Pick out the lines below that contain the string "high" and copy them all.

_ _ _ _ _

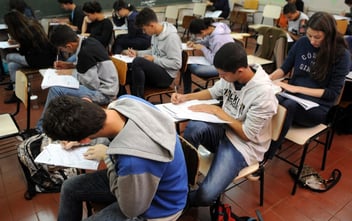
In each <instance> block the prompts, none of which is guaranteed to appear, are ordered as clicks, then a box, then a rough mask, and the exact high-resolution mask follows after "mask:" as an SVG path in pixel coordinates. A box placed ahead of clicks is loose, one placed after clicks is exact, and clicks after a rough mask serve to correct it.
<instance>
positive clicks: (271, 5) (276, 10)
mask: <svg viewBox="0 0 352 221" xmlns="http://www.w3.org/2000/svg"><path fill="white" fill-rule="evenodd" d="M280 14H281V7H280V6H278V5H265V6H264V9H263V17H262V24H263V22H264V19H265V18H268V19H279V18H280Z"/></svg>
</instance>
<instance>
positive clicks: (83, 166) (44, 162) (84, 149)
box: [34, 144, 99, 170]
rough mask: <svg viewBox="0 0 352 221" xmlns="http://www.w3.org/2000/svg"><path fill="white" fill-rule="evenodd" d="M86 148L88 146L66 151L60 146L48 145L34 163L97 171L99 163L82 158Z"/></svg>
mask: <svg viewBox="0 0 352 221" xmlns="http://www.w3.org/2000/svg"><path fill="white" fill-rule="evenodd" d="M88 148H89V146H83V147H75V148H72V149H69V150H66V149H64V148H63V147H62V146H61V144H49V145H48V146H46V147H45V148H44V150H43V151H42V152H41V153H40V154H39V155H38V156H37V157H36V158H35V159H34V162H36V163H44V164H48V165H54V166H63V167H74V168H81V169H88V170H97V169H98V165H99V162H98V161H96V160H87V159H85V158H84V156H83V154H84V153H85V152H86V151H87V149H88Z"/></svg>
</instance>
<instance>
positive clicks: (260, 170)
mask: <svg viewBox="0 0 352 221" xmlns="http://www.w3.org/2000/svg"><path fill="white" fill-rule="evenodd" d="M285 118H286V108H284V107H283V106H281V105H279V106H278V109H277V113H276V114H275V115H274V116H273V117H272V120H271V122H272V135H271V139H272V140H273V141H276V140H277V139H278V138H279V136H280V133H281V129H282V126H283V123H284V120H285ZM272 149H273V147H269V149H268V151H267V152H266V153H265V155H264V159H263V160H262V161H261V162H256V163H254V164H252V165H249V166H247V167H245V168H243V169H242V170H241V171H240V172H239V174H238V175H237V177H235V178H234V179H233V181H232V184H233V185H231V186H229V187H228V188H227V189H225V190H224V192H226V191H229V190H230V189H232V188H234V187H236V186H238V185H240V184H242V183H243V182H245V181H247V180H251V181H258V180H259V181H260V194H259V204H260V206H263V204H264V172H265V165H266V164H267V162H268V161H269V160H270V159H271V158H272V157H273V155H272V153H273V152H275V150H272ZM198 154H199V157H200V158H199V172H200V174H201V175H203V176H204V177H205V176H206V175H207V173H208V171H209V169H210V166H211V163H212V161H213V157H214V155H213V154H212V153H210V152H209V151H208V150H207V149H206V148H205V147H203V146H199V148H198ZM257 175H259V176H257Z"/></svg>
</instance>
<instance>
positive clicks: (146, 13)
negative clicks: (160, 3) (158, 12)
mask: <svg viewBox="0 0 352 221" xmlns="http://www.w3.org/2000/svg"><path fill="white" fill-rule="evenodd" d="M151 22H158V17H157V16H156V14H155V12H154V11H153V10H152V9H151V8H148V7H146V8H143V9H142V10H141V11H140V12H139V13H138V15H137V16H136V21H135V25H136V26H137V27H138V28H142V27H143V26H144V25H149V24H150V23H151Z"/></svg>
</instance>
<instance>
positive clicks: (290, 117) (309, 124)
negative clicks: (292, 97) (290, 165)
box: [271, 95, 329, 152]
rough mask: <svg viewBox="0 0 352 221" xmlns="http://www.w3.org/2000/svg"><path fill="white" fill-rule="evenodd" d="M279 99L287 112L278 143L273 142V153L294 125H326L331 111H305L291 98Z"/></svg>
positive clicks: (314, 109)
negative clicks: (322, 123) (285, 117)
mask: <svg viewBox="0 0 352 221" xmlns="http://www.w3.org/2000/svg"><path fill="white" fill-rule="evenodd" d="M277 99H278V100H279V103H280V104H281V105H282V106H284V107H285V108H286V110H287V112H286V118H285V121H284V124H283V126H282V130H281V133H280V136H279V138H278V139H277V141H272V142H271V149H273V151H272V152H275V151H276V150H277V149H278V148H279V146H280V145H281V144H282V142H283V141H284V140H285V136H286V134H287V132H288V130H289V129H290V127H291V125H292V124H297V125H300V126H304V127H313V126H316V125H318V124H320V123H326V120H327V114H328V111H329V110H328V109H326V108H323V107H321V106H319V107H315V108H312V109H309V110H305V109H304V108H303V107H302V106H301V105H300V104H298V103H297V102H296V101H293V100H291V99H289V98H284V97H282V96H280V95H277Z"/></svg>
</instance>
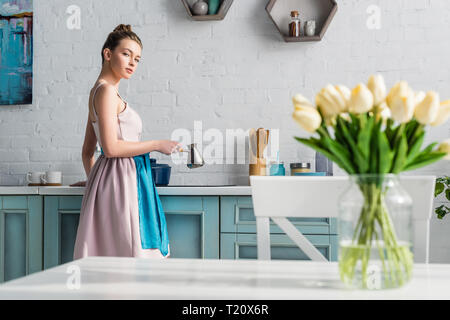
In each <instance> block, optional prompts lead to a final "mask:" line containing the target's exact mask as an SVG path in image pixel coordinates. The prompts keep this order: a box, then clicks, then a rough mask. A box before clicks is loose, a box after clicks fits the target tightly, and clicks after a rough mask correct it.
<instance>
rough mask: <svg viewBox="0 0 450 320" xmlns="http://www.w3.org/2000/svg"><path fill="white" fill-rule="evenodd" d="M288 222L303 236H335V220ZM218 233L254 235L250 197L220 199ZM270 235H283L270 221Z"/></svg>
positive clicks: (238, 197) (327, 218)
mask: <svg viewBox="0 0 450 320" xmlns="http://www.w3.org/2000/svg"><path fill="white" fill-rule="evenodd" d="M324 215H326V213H325V214H324ZM288 220H289V221H291V222H292V223H293V225H294V226H296V227H297V229H298V230H299V231H300V232H301V233H303V234H325V235H328V234H337V219H336V218H288ZM220 232H232V233H234V232H237V233H256V218H255V214H254V212H253V202H252V197H251V196H222V197H221V199H220ZM270 233H271V234H272V233H282V234H284V232H283V230H281V228H280V227H278V225H276V224H275V223H274V222H273V221H272V220H271V221H270Z"/></svg>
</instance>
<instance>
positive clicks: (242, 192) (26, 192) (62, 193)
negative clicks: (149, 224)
mask: <svg viewBox="0 0 450 320" xmlns="http://www.w3.org/2000/svg"><path fill="white" fill-rule="evenodd" d="M156 189H157V191H158V194H159V195H161V196H164V195H180V196H181V195H186V196H197V195H199V196H208V195H211V196H213V195H222V196H239V195H241V196H244V195H251V194H252V191H251V187H250V186H219V187H217V186H173V187H156ZM84 190H85V187H70V186H60V187H45V186H36V187H29V186H0V195H33V194H35V195H83V194H84Z"/></svg>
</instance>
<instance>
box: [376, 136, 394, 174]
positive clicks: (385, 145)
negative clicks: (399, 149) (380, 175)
mask: <svg viewBox="0 0 450 320" xmlns="http://www.w3.org/2000/svg"><path fill="white" fill-rule="evenodd" d="M378 148H379V153H378V156H379V158H378V167H379V172H380V173H381V174H383V173H388V172H389V170H390V169H391V166H392V160H393V158H394V152H393V151H391V148H390V146H389V140H388V139H387V137H386V134H385V133H384V132H382V131H379V133H378Z"/></svg>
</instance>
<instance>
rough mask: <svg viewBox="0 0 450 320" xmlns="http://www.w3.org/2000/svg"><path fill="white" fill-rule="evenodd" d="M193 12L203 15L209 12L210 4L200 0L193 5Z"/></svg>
mask: <svg viewBox="0 0 450 320" xmlns="http://www.w3.org/2000/svg"><path fill="white" fill-rule="evenodd" d="M192 13H193V14H194V15H196V16H203V15H205V14H207V13H208V4H207V3H206V2H205V1H204V0H198V1H197V2H196V3H194V5H193V6H192Z"/></svg>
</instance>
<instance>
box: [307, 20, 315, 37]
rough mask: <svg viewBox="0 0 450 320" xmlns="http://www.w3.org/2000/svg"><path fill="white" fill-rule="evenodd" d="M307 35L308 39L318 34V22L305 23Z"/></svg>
mask: <svg viewBox="0 0 450 320" xmlns="http://www.w3.org/2000/svg"><path fill="white" fill-rule="evenodd" d="M305 34H306V35H307V36H308V37H312V36H314V35H315V34H316V21H315V20H308V21H306V23H305Z"/></svg>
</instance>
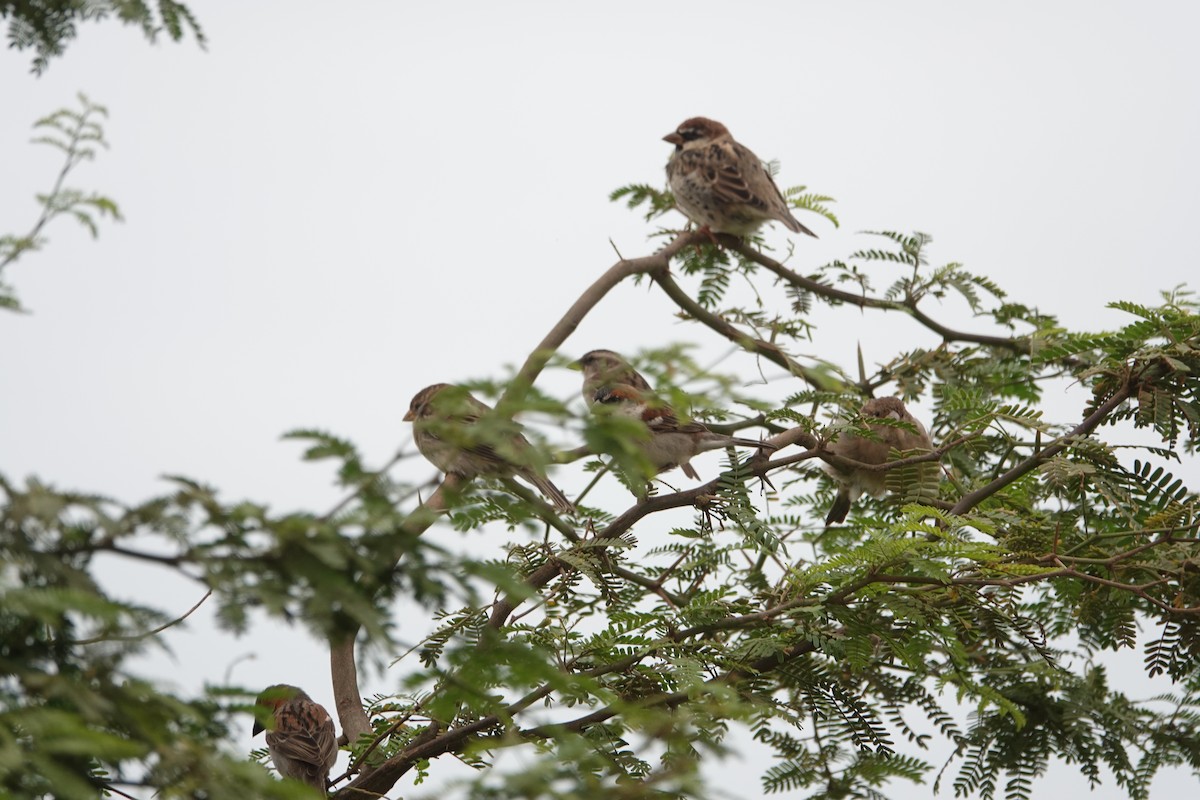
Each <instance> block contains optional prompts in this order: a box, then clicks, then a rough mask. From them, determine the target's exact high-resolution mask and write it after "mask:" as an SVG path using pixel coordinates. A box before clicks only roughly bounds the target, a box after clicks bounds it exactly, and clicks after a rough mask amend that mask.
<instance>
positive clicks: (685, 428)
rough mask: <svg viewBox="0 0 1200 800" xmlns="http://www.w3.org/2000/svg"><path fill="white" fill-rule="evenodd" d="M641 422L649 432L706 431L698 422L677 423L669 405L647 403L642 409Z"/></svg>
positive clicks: (668, 432)
mask: <svg viewBox="0 0 1200 800" xmlns="http://www.w3.org/2000/svg"><path fill="white" fill-rule="evenodd" d="M642 422H644V423H646V427H648V428H649V429H650V433H704V432H706V431H708V428H706V427H704V426H702V425H701V423H700V422H689V423H686V425H680V423H679V417H677V416H676V413H674V409H672V408H671V407H670V405H665V404H660V405H647V407H646V409H644V410H643V411H642Z"/></svg>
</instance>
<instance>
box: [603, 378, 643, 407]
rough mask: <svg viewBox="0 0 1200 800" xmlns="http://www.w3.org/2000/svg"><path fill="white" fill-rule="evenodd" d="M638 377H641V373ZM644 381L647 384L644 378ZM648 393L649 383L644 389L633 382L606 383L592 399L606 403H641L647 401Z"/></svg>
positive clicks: (626, 403)
mask: <svg viewBox="0 0 1200 800" xmlns="http://www.w3.org/2000/svg"><path fill="white" fill-rule="evenodd" d="M634 374H635V375H636V374H637V373H634ZM637 377H638V378H641V375H637ZM642 383H643V384H646V381H644V380H642ZM648 395H649V385H647V386H646V387H644V389H642V387H641V386H635V385H631V384H605V385H604V386H600V387H598V389H596V390H595V392H593V395H592V401H593V402H595V403H601V404H605V405H625V404H631V405H641V404H642V403H644V402H646V401H647V397H648Z"/></svg>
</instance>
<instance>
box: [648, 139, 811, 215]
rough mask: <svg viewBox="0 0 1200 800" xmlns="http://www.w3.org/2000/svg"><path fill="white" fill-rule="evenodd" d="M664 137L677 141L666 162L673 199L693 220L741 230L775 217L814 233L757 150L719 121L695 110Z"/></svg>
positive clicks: (670, 141) (687, 214) (669, 139)
mask: <svg viewBox="0 0 1200 800" xmlns="http://www.w3.org/2000/svg"><path fill="white" fill-rule="evenodd" d="M662 139H664V140H665V142H670V143H671V144H673V145H674V146H676V149H674V152H673V154H671V160H670V161H668V162H667V184H668V185H670V186H671V192H672V193H673V194H674V199H676V205H677V206H679V210H680V211H682V212H683V213H684V216H686V217H688V218H689V219H691V221H692V222H695V223H696V224H697V225H701V227H703V228H707V229H708V230H710V231H713V233H726V234H733V235H734V236H745V235H749V234H752V233H754V231H755V230H757V229H758V228H760V227H761V225H762V223H764V222H768V221H770V219H776V221H779V222H782V223H784V224H785V225H786V227H787V229H788V230H792V231H794V233H804V234H808V235H810V236H814V237H816V234H815V233H812V231H811V230H809V229H808V228H805V227H804V225H802V224H800V223H799V221H798V219H797V218H796V217H793V216H792V211H791V209H790V207H788V205H787V200H785V199H784V196H782V193H781V192H780V191H779V187H778V186H775V181H774V180H773V179H772V176H770V173H769V172H767V168H766V167H763V164H762V161H760V160H758V156H756V155H754V152H751V151H750V149H749V148H746V146H745V145H742V144H738V143H737V142H736V140H734V139H733V137H732V136H731V134H730V132H728V130H727V128H726V127H725V126H724V125H721V124H720V122H716V121H715V120H709V119H706V118H703V116H694V118H692V119H690V120H686V121H684V122H683V124H682V125H679V127H678V128H677V130H676V131H674V133H668V134H666V136H665V137H662Z"/></svg>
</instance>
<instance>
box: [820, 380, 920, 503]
mask: <svg viewBox="0 0 1200 800" xmlns="http://www.w3.org/2000/svg"><path fill="white" fill-rule="evenodd" d="M859 414H860V415H862V416H863V417H864V419H868V420H869V419H871V417H875V419H892V420H898V421H900V422H907V423H910V425H912V426H913V427H914V428H916V432H913V431H906V429H905V428H896V427H892V426H887V425H871V426H870V428H871V431H874V432H875V434H876V435H877V437H878V439H877V440H875V439H865V438H863V437H859V435H856V434H854V433H851V432H848V431H844V432H842V433H840V434H839V435H838V438H836V439H835V440H834V441H833V443H832V444H830V445H829V452H832V453H834V455H836V456H841V457H842V458H851V459H853V461H857V462H862V463H864V464H886V463H887V462H888V453H889V452H890V451H893V450H900V451H906V450H932V449H934V443H932V440H931V439H930V438H929V432H928V431H925V426H924V425H922V423H920V420H918V419H917V417H914V416H913V415H912V414H910V413H908V409H906V408H905V404H904V402H902V401H901V399H900V398H899V397H876V398H874V399H869V401H866V402H865V403H864V404H863V408H862V410H860V411H859ZM822 467H823V468H824V470H826V471H827V473H828V474H829V475H830V476H832V477H833V479H834V480H835V481H838V483H839V488H838V497H836V499H834V503H833V506H832V507H830V509H829V513H828V515H827V516H826V524H827V525H832V524H834V523H839V522H845V519H846V515H847V513H850V506H851V505H852V504H853V503H854V500H857V499H858V498H859V497H860V495H862V494H863V493H864V492H865V493H868V494H870V495H871V497H875V498H878V497H883V494H884V493H886V492H887V473H884V471H869V470H863V469H852V470H842V469H839V468H838V467H834V465H833V464H828V463H823V464H822Z"/></svg>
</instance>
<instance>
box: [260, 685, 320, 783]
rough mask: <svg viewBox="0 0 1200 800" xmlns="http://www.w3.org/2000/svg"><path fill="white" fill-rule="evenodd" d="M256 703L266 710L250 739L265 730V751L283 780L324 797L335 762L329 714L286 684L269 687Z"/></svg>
mask: <svg viewBox="0 0 1200 800" xmlns="http://www.w3.org/2000/svg"><path fill="white" fill-rule="evenodd" d="M256 703H257V704H258V705H260V706H264V708H265V709H270V716H269V718H268V721H266V723H265V724H264V722H263V721H262V720H259V718H256V720H254V728H253V733H252V734H251V735H256V736H257V735H258V734H259V732H262V730H266V750H268V751H269V752H270V753H271V763H274V764H275V769H277V770H278V771H280V775H282V776H283V777H289V778H294V780H296V781H302V782H304V783H307V784H308V786H311V787H312V788H314V789H317V790H319V792H320V794H322V796H325V790H326V787H328V786H329V770H330V769H331V768H332V766H334V762H335V760H336V759H337V735H336V734H335V733H334V720H332V718H331V717H330V716H329V711H326V710H325V709H324V706H322V705H320V704H319V703H316V702H314V700H313V699H312V698H311V697H308V696H307V694H306V693H305V692H304V691H301V690H300V688H298V687H295V686H288V685H287V684H276V685H275V686H270V687H268V688H265V690H263V692H262V693H260V694H259V696H258V699H257V700H256Z"/></svg>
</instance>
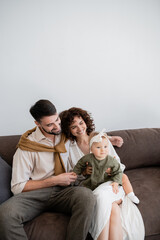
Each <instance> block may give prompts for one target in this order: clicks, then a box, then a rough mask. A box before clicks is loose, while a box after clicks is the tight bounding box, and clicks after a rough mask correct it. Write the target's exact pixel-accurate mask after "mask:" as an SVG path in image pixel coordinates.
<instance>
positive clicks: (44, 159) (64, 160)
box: [11, 127, 69, 194]
mask: <svg viewBox="0 0 160 240" xmlns="http://www.w3.org/2000/svg"><path fill="white" fill-rule="evenodd" d="M28 139H29V140H31V141H34V142H38V143H41V144H45V145H48V146H50V147H53V146H54V145H53V141H52V140H50V139H49V138H46V137H45V136H44V135H43V134H42V132H41V131H40V129H39V128H38V127H37V128H36V131H35V132H33V133H32V134H30V135H29V136H28ZM60 139H61V135H56V136H55V145H57V144H58V143H59V142H60ZM65 147H66V150H67V152H66V153H61V154H60V155H61V157H62V160H63V162H64V165H65V167H67V165H66V164H67V162H68V155H69V141H67V142H66V144H65ZM54 166H55V162H54V152H30V151H23V150H21V149H19V148H18V149H17V151H16V153H15V155H14V157H13V168H12V180H11V190H12V192H13V193H14V194H18V193H20V192H22V190H23V188H24V186H25V184H26V183H27V181H28V180H42V179H46V178H48V177H50V176H52V175H54Z"/></svg>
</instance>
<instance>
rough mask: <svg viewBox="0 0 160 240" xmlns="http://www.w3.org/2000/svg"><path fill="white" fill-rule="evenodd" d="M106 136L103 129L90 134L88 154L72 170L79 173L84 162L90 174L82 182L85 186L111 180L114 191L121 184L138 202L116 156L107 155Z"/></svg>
mask: <svg viewBox="0 0 160 240" xmlns="http://www.w3.org/2000/svg"><path fill="white" fill-rule="evenodd" d="M108 146H109V141H108V136H107V134H106V133H104V132H103V131H102V132H100V133H98V132H93V133H91V135H90V152H91V153H90V154H87V155H85V156H84V157H82V158H81V159H80V160H79V161H78V163H77V164H76V165H75V167H74V169H73V171H74V172H75V173H76V174H77V175H80V174H82V173H83V172H84V169H85V168H86V163H87V164H88V166H91V174H90V175H87V177H86V179H85V180H84V181H83V182H82V185H83V186H85V187H88V188H90V189H91V190H94V189H95V188H96V187H98V186H99V185H100V184H102V183H104V182H107V181H112V184H111V185H112V189H113V192H114V193H117V192H118V185H122V186H123V188H124V191H125V193H126V194H127V196H128V197H129V198H130V199H131V201H133V202H134V203H136V204H138V203H139V199H138V198H137V197H136V196H135V194H134V192H133V189H132V186H131V184H130V182H129V179H128V177H127V176H126V175H125V174H123V172H122V170H121V166H120V164H119V163H118V161H117V160H116V158H114V157H112V156H110V155H108V151H109V150H108Z"/></svg>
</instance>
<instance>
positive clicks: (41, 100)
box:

_ _ _ _ _

**Task solution**
In each <instance> block the prompts, none of which is guaranteed to appear, are ordered as clicks, then a box, then a rough mask, and the exact high-resolution mask follows after "mask:" as an SVG path in pixel coordinates. A box placed ahead of clicks is loose, one placed after clicks is exact, and clicks after a rough mask serve to correct it.
Each <instance> block contains optional prompts in this order: a box, then clicks, then a rough mask. From them, determine the target's exact high-resolution mask and write it after "mask:" as an SVG path using pixel coordinates. A box before clicks only roughly bounds the target, a box after clicks bounds it exactly, and clicks after a rough mask amend that mask.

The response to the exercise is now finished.